● TASK TO CARRY OUT
Copy the lines below verbatim, beginning with the line that includes "the pink sky" and continuing to the end; leave out everything before it.

● GIVEN DATA
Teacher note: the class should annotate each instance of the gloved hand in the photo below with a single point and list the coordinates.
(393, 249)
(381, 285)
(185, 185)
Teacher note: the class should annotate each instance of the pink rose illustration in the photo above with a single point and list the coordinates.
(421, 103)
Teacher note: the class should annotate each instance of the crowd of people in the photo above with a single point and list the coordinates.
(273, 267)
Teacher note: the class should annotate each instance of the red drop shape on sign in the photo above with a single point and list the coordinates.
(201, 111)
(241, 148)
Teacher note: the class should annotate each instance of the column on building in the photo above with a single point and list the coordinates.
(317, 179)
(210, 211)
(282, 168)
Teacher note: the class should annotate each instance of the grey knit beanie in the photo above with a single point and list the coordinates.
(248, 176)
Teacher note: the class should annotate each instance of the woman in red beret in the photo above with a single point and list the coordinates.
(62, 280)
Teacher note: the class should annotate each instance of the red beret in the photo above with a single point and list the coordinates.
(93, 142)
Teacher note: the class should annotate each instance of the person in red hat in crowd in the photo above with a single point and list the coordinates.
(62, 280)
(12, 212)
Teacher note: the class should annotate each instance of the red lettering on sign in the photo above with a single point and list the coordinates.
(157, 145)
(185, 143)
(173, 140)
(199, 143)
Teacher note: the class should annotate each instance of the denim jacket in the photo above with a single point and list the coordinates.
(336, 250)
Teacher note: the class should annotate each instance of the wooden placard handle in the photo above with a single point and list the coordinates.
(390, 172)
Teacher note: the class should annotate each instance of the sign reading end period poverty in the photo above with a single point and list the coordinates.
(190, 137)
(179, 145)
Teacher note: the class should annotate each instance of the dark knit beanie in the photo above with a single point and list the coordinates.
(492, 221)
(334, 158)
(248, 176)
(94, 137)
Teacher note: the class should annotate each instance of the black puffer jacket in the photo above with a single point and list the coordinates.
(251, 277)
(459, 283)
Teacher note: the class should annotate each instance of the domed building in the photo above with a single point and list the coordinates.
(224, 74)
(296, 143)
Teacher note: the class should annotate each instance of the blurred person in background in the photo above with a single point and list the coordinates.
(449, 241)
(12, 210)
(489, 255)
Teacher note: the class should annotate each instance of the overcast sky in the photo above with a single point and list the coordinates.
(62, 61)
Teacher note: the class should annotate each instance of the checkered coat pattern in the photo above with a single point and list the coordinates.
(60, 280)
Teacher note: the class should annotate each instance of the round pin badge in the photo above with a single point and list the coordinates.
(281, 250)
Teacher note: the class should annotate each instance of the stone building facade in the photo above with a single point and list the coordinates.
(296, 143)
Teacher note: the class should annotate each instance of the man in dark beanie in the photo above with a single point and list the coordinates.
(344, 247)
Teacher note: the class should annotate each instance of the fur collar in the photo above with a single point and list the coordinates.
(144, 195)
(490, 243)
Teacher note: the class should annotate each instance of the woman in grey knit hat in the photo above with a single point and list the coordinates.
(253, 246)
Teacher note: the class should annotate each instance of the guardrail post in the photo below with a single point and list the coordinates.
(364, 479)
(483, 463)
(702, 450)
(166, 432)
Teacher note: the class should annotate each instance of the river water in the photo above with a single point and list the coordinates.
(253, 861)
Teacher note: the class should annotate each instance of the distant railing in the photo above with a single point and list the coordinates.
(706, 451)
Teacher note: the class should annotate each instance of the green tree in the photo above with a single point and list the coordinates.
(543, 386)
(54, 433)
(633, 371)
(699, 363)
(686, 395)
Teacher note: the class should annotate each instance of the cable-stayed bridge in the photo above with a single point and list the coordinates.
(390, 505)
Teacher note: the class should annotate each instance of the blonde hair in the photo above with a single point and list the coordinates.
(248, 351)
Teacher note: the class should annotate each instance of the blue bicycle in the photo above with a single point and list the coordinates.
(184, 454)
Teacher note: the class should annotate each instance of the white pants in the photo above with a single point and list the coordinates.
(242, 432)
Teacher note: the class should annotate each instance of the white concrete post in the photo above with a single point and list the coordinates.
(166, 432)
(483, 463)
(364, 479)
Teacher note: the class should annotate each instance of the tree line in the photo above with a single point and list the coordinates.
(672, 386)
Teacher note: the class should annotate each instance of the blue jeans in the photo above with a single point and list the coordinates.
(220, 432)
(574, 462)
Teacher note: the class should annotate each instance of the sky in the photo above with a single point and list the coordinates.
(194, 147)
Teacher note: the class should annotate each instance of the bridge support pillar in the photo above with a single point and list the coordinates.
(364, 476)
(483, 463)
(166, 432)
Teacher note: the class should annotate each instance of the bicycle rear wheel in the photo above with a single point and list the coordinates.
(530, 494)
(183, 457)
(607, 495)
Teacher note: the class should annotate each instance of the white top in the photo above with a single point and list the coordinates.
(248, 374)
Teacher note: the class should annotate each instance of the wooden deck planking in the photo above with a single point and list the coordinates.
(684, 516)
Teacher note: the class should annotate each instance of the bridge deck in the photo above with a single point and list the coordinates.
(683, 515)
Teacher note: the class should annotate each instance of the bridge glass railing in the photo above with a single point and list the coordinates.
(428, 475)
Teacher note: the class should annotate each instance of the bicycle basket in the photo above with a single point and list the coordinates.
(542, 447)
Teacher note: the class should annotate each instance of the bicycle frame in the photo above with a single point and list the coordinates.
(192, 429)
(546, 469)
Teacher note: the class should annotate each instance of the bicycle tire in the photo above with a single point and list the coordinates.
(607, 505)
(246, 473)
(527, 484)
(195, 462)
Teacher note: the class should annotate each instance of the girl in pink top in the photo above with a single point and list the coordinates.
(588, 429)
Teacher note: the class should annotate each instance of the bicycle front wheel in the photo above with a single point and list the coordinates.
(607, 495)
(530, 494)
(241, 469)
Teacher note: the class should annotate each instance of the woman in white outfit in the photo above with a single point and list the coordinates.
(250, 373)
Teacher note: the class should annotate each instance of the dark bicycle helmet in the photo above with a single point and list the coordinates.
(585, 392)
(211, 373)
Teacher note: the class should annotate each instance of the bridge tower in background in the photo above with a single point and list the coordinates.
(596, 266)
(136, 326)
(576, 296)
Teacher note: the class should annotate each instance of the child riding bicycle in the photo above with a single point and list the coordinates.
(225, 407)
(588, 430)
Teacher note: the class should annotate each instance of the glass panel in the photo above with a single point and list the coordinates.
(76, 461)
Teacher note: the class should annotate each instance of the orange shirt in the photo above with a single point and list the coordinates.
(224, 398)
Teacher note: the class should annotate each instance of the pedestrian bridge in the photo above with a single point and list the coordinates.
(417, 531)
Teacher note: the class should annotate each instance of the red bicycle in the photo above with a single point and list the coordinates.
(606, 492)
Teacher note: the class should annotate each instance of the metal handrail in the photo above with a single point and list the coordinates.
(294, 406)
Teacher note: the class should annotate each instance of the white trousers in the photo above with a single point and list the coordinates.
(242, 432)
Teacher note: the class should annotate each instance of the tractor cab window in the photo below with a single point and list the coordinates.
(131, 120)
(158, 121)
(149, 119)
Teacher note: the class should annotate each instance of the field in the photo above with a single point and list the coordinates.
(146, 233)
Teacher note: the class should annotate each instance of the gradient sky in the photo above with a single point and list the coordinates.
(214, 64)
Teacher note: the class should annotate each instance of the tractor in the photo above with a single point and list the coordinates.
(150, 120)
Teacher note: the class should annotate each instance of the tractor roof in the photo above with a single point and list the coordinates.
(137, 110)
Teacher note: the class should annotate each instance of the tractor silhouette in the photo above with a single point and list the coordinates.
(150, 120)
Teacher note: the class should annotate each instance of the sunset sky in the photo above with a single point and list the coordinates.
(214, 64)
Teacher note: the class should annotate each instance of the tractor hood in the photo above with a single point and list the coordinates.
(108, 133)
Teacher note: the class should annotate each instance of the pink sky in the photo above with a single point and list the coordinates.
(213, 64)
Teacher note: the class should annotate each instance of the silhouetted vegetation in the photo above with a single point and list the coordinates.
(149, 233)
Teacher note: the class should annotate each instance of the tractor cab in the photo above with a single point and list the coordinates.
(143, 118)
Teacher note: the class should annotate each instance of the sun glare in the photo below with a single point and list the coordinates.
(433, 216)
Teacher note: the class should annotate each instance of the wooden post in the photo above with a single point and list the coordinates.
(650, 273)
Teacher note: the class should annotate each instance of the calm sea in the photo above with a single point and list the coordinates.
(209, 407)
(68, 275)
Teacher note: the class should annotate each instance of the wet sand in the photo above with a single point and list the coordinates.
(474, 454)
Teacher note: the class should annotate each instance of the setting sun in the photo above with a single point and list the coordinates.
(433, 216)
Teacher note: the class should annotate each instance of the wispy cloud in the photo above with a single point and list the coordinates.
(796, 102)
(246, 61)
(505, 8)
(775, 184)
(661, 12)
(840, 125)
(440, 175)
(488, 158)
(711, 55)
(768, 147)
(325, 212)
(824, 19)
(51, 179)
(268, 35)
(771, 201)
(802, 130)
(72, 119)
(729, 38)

● ANSWER
Teacher note: the class should annotate each instance of the pink sky in the photo above with a single point and list the coordinates.
(213, 64)
Teacher note: the class should annotate each instance of the silhouetted vegetation in the photo above with a single point and list the coordinates.
(149, 233)
Teacher note: the class should annotate each instance of the tractor cab in the photo above with a single point and list the coordinates.
(143, 118)
Teacher note: the class should annotate each instance of the sun glare in the photo below with a single point and list the coordinates.
(433, 216)
Teacher note: the class should annotate each instance of the wooden post in the photo above with a single point and list the coordinates.
(650, 273)
Teacher note: the class should annotate each instance of the calm sea in the photo above with a single point and list the coordinates.
(209, 407)
(68, 275)
Teacher note: the class should annotate each instance of the wet sand in the photo above with a single point and list the coordinates.
(474, 454)
Teacher note: the class should annotate each instance of the setting sun in the photo above with a single point and list the coordinates.
(433, 216)
Teacher note: the class should annotate each instance of the wispy cloud in the photo above with a single point and list the coordinates.
(796, 102)
(246, 61)
(505, 8)
(775, 184)
(661, 12)
(840, 125)
(440, 175)
(488, 158)
(711, 55)
(768, 147)
(325, 212)
(824, 19)
(51, 179)
(268, 35)
(771, 201)
(802, 130)
(72, 119)
(729, 38)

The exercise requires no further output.